EXERCISE TASK
Find the line containing "the white background". Return it and every line after it, unchanged, up to and including the last line.

Dataset excerpt:
= = = = = = =
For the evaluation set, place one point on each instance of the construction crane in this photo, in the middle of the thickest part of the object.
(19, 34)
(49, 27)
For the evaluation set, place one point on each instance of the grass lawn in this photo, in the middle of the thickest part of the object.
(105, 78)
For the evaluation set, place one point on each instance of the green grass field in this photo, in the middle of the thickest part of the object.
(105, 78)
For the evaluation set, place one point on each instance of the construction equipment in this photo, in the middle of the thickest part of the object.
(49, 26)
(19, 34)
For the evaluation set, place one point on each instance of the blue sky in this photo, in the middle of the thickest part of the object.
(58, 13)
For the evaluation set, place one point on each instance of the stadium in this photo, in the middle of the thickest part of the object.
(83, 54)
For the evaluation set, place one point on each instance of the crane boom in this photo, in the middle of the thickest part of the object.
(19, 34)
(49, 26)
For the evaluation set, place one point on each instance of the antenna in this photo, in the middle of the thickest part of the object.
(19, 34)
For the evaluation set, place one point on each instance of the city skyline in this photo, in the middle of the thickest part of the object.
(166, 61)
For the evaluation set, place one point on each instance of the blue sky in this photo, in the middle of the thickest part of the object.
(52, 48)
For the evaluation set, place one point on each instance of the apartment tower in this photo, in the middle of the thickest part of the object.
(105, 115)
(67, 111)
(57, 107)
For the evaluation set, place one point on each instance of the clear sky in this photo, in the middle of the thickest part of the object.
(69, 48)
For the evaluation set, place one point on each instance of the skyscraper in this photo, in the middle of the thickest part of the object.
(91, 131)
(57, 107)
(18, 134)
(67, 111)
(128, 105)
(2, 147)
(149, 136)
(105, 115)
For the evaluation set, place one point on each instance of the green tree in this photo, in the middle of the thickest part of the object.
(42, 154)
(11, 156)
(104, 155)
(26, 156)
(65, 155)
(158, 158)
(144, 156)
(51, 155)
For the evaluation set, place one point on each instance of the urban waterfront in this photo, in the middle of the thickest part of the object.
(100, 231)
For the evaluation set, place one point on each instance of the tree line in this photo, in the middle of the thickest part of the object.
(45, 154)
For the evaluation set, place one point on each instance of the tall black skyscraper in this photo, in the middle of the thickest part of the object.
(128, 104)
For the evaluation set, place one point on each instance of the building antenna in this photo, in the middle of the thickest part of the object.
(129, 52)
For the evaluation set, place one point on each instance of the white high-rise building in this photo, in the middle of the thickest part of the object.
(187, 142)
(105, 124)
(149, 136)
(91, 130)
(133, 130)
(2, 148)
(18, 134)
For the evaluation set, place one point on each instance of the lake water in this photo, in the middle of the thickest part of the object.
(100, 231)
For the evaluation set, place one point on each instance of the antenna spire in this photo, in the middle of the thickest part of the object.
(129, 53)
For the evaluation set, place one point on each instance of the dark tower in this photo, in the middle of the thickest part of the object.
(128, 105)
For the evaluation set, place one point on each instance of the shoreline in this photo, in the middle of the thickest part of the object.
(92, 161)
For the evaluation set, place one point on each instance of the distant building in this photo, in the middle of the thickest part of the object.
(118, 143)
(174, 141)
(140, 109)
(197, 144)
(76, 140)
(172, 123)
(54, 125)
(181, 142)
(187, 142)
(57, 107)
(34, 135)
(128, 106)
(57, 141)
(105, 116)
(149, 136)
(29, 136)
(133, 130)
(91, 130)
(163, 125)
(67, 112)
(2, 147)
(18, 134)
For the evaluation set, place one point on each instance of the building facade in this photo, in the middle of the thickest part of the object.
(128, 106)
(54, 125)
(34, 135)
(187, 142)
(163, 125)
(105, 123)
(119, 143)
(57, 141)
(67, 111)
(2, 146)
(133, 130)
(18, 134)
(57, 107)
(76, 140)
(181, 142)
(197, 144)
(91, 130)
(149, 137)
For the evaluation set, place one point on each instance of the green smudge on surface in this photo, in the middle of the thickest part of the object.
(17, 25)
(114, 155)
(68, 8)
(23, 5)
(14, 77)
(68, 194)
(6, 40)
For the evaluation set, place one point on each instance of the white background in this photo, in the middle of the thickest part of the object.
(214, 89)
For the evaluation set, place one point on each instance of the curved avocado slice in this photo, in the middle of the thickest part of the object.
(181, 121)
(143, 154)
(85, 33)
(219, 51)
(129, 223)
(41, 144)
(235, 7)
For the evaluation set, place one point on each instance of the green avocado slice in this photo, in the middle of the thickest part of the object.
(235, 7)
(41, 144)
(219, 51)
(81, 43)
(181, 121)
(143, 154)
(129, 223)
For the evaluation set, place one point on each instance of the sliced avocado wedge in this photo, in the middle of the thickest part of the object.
= = = = = = =
WORKED ANSWER
For the evaluation set, place one point on each instance of the white background in this photo, in the middle of the thickest part of the object.
(214, 89)
For the evaluation set, place one point on each instance of the curved avocado slice in this photo, in the middle of the thickest part of the object.
(181, 121)
(143, 154)
(85, 33)
(219, 51)
(129, 223)
(41, 144)
(235, 7)
For the evaluation set, place one point on each instance of the green avocado slice in this photo, in the middle of the thickest part of the object.
(235, 7)
(41, 144)
(219, 51)
(81, 43)
(181, 121)
(143, 154)
(129, 223)
For the evaluation set, place one point on each instance of the sliced avocado wedge in this photo, in the middle of the thickest part of the object.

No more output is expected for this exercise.